____ TEXT BLOCK

A couple of thoughts. Firstly personal mobility is a buzz which is why the developing countries want it so much. I'd frame the problem this way; if the world has too many people to eat steak, drive a car or enjoy air conditioning then maybe there should be fewer of us.
The second thing is that some people are now trapped into car dependence; example shift workers living on the rural fringe. Whether they moved out there because the kid wanted a pony or housing was cheaper they may no longer be able to move closer in to public transport. The depot of a bus service I used in 2004 had lines of parked farm utes from which people emerged to take the 6 am bus into the city. That bus ticket for non-season holders is now $28 a day I believe. If people have to work back late or do a night shift then they have to drive the whole way. I don't know what palatable options these people have.
Changing tack I think Rudd's $35m subsidy for the Camry hybrid is too little too late with 4% annual crude depletion. I think the suggestion of petrol/CNG dual fuel could save $10k per car and could run for many years.
Boof,
I couldn't agree more with your comment about Camry hybrid, 6 years too late, but then the Liberals were in power then.
Now, if Rudd can persuade GM to build 10,000 Chevy Volts, could really make a start, but not enough to reduce fuel use by 4% per year. Better still, >500,000 duel Petrol/CNG vehicles per year, is definitely one way of buying 20-30 years extra time at least in Australia. My understanding is that one of the problems with CNG is the tank size required for 400-500km range. Why not have a small CNG tank for all those short trips, and top up at home from domestic NG just like PHEV use short range battery power?
Aren't the home filling stations $8k? Feds will want x cents per gaseous litre so an extra meter may be required. Presumably the tank and fuel tweaking will cost around $2k per car same as LPG. I think Rudd took away Howard's LPG conversion rebate. If a million cars adopted it we would have to inject Qld coal seam methane into the southern NG network so some days might have 'hotter' gas than others.
On SBS now I see that Rudd is giving $35 million of our money so that Toyota will build a Camry hybrid at Altona. The auto freaks are saying diesel is better. Nobody has come up with this radical idea of "drive less", but they did roundabout say it by mentioning public transport.
Too much fuel being burned, and yet 30% of trips less than 3km, 50% less than 5km... and Australia has an obesity problem, third fattest country in the world after the US and UK... wow, wouldn't it be great if we could join these up somehow... hmmm, I wonder... could we walk a bit? Surely not, it's unAustralian, isn't it?
While I'm all for walking, riding bikes and public transport (and have only rarely driven a car to work in the past 5 years - or never, in earlier years when I lived in London and Hong Kong), the simple fact is that these options aren't available for everyone.
For those who really are stuck in the god-forsaken, public transport free outer suburbs (or in rural areas), they really do need cars for the time being - hybrids (and eventually electric vehicles) are a step in the right direction, so I don't see them as a worthy target of criticism - they are just one more necessary option to exercise to deal with decreasing availability of fossil fuels...

________

REQUIREMENTS
In the discussion on car dependence and fuel, where will Toyota build the Camry hybrid funded by Rudd's $35 million?

____ SOURCE DATA

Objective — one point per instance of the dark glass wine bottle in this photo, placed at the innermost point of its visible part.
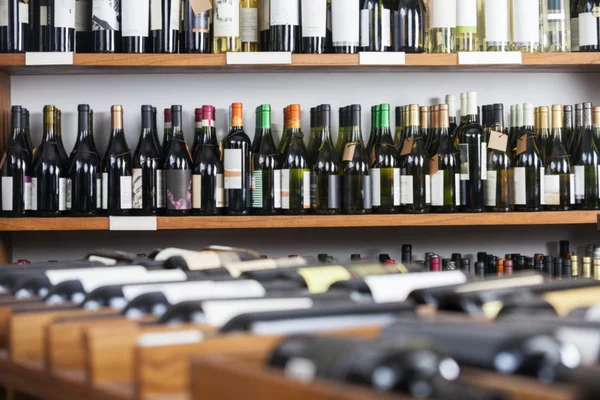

________

EXPECTED ANSWER
At Altona.